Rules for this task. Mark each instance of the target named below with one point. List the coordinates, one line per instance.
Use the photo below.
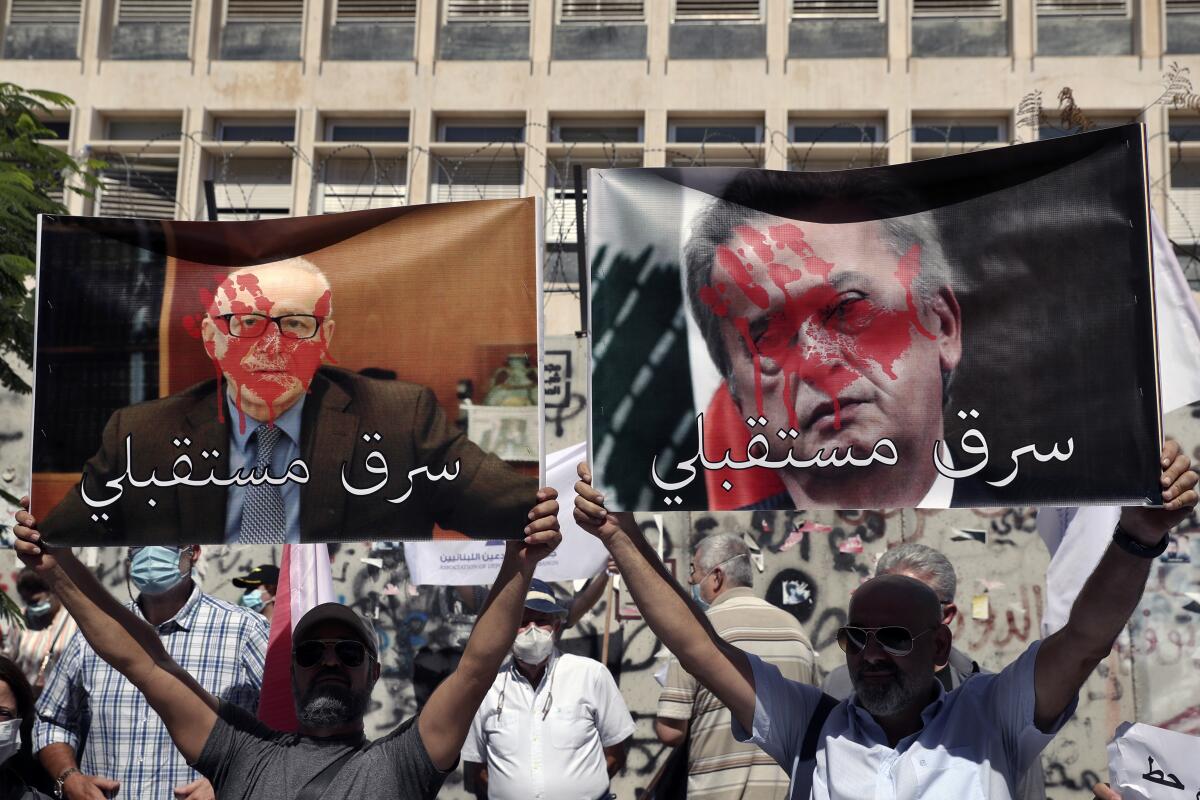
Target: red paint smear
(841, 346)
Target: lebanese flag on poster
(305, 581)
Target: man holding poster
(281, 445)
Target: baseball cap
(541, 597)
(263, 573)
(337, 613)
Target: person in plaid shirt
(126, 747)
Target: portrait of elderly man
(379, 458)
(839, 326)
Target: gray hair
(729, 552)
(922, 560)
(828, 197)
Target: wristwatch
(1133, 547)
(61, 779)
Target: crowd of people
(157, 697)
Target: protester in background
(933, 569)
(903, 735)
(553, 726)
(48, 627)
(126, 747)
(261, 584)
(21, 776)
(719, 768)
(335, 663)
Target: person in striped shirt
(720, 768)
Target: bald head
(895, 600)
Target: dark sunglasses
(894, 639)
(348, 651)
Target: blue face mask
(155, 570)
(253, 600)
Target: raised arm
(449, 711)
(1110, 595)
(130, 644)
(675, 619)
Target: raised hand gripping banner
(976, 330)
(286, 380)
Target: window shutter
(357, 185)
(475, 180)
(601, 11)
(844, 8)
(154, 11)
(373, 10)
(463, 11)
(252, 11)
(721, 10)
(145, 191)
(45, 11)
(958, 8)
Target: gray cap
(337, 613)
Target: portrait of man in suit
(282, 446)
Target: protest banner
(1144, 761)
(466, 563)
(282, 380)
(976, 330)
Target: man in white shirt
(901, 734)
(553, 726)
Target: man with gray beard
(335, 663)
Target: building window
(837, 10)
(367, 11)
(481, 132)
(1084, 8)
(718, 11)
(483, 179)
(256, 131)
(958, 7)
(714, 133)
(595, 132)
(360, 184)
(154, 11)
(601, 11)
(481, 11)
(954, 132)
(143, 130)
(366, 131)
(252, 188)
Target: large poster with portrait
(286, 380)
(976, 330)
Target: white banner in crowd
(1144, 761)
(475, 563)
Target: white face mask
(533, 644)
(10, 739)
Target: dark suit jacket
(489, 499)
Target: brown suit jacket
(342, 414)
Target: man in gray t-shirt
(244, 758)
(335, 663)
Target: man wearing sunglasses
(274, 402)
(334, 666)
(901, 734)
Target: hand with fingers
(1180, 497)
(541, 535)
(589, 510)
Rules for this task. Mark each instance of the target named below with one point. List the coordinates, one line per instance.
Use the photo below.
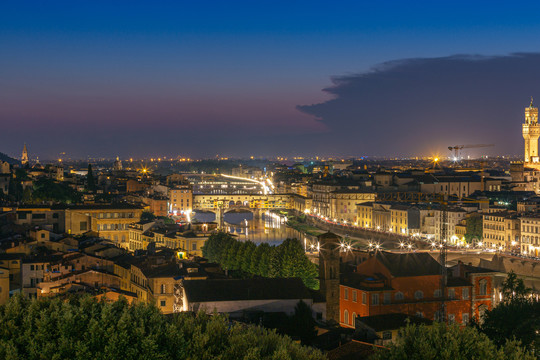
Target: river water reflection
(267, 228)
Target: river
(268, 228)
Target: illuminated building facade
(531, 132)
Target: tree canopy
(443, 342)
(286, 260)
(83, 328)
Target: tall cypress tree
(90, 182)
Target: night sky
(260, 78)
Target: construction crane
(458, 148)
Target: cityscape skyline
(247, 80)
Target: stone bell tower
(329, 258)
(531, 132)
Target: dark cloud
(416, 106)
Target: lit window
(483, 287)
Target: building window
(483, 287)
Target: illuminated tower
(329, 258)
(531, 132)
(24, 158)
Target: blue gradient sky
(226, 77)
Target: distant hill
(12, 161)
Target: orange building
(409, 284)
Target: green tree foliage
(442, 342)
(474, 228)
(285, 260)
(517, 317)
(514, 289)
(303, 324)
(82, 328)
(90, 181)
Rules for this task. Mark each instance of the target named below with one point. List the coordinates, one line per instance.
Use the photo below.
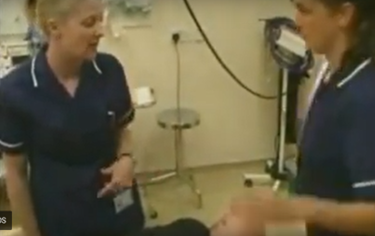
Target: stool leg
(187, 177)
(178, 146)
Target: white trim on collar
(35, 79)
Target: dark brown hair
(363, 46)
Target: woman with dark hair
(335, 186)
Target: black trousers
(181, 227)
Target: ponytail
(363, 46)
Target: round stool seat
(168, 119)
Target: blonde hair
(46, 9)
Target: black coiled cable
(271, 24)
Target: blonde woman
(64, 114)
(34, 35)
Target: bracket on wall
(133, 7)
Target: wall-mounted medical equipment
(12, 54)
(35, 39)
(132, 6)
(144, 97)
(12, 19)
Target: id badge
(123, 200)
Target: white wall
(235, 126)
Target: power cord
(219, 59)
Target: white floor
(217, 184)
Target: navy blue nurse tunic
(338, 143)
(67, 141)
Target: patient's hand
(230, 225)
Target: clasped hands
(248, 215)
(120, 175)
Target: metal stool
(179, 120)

=====

To do
Write each entry again exactly, minus any images.

Response box
Rules for this task. Mark each instance of the target named below with one point. List the coordinates, one line per instance.
Use the photo below.
Target: red paint smear
(841, 346)
Target: lebanese flag on poster
(305, 581)
Target: man holding poster
(281, 445)
Target: baseball cap
(541, 597)
(263, 573)
(337, 613)
Target: person in plaid shirt
(126, 747)
Target: portrait of elderly man
(379, 458)
(839, 326)
Target: gray hair
(729, 552)
(922, 560)
(828, 197)
Target: wristwatch
(1133, 547)
(61, 779)
Target: crowd of people
(157, 697)
Target: protester in background
(933, 569)
(903, 735)
(553, 726)
(48, 627)
(126, 747)
(261, 584)
(21, 776)
(719, 768)
(335, 663)
Target: person in striped shirt
(720, 768)
Target: bald head
(895, 600)
Target: dark sunglasses
(894, 639)
(348, 651)
Target: blue face mask
(155, 570)
(253, 600)
Target: raised arm
(449, 711)
(1110, 595)
(130, 644)
(675, 619)
Target: raised hand gripping banner
(976, 330)
(286, 380)
Target: window shutter
(357, 185)
(475, 180)
(601, 11)
(844, 8)
(154, 11)
(373, 10)
(463, 11)
(252, 11)
(721, 10)
(145, 191)
(45, 11)
(958, 8)
Target: gray cap
(337, 613)
Target: portrait of man in suit
(282, 446)
Target: protest banner
(1144, 761)
(466, 563)
(282, 380)
(976, 330)
Target: man in white shirt
(901, 734)
(553, 726)
Target: man with gray beard
(335, 663)
Target: building window
(837, 10)
(367, 11)
(481, 132)
(1084, 8)
(718, 11)
(483, 179)
(256, 131)
(958, 7)
(714, 133)
(595, 132)
(360, 184)
(154, 11)
(601, 11)
(481, 11)
(954, 132)
(143, 130)
(366, 131)
(252, 188)
Target: large poster with portrait
(286, 380)
(976, 330)
Target: white banner in crowd
(1144, 761)
(475, 563)
Target: white face mask
(533, 644)
(10, 739)
Target: dark suit jacket
(489, 499)
Target: brown suit jacket
(342, 414)
Target: man in gray t-shirt
(244, 758)
(335, 663)
Target: man wearing sunglasses
(274, 402)
(334, 666)
(901, 734)
Target: hand with fingers
(1180, 497)
(541, 535)
(589, 510)
Rules for this task. Mark each instance of the target named below with one point. List the coordinates, one line per instance.
Use the photo below.
Target: river water reflection
(267, 228)
Target: river
(268, 228)
Target: illuminated building facade
(531, 132)
Target: tree canopy
(443, 342)
(286, 260)
(83, 328)
Target: tall cypress tree
(90, 182)
Target: night sky
(260, 78)
Target: construction crane
(458, 148)
Target: cityscape skyline
(247, 80)
Target: stone bell tower
(329, 258)
(531, 132)
Target: dark cloud
(416, 106)
Target: lit window
(483, 287)
Target: building window
(483, 287)
Target: illuminated tower
(329, 258)
(531, 132)
(24, 158)
Target: blue gradient sky
(226, 77)
Target: distant hill
(12, 161)
Target: orange building
(409, 284)
Target: green tree foliage
(442, 342)
(474, 228)
(285, 260)
(517, 317)
(514, 289)
(303, 324)
(82, 328)
(90, 181)
Rules for this task. Mark each instance of the target named below with one point. List the coordinates, one line per instance.
Use the photo below.
Target: stool leg
(187, 177)
(178, 146)
Target: white trim on collar
(35, 79)
Target: dark brown hair
(363, 46)
Target: woman with dark hair
(335, 186)
Target: black trousers
(181, 227)
Target: ponytail
(363, 46)
Target: round stool seat
(168, 119)
Target: blonde hair
(46, 9)
Target: black coiled cable
(271, 24)
Target: blonde woman
(64, 114)
(34, 35)
Target: bracket on wall
(133, 7)
Target: wall-mounted medical equipment
(12, 54)
(35, 39)
(132, 6)
(144, 97)
(12, 19)
Target: id badge
(123, 200)
Target: white wall
(235, 126)
Target: power cord
(219, 59)
Target: white floor
(217, 184)
Target: navy blue nurse tunic
(338, 143)
(67, 141)
Target: patient's hand
(230, 225)
Target: clasped hands
(248, 215)
(120, 175)
Target: metal stool
(179, 120)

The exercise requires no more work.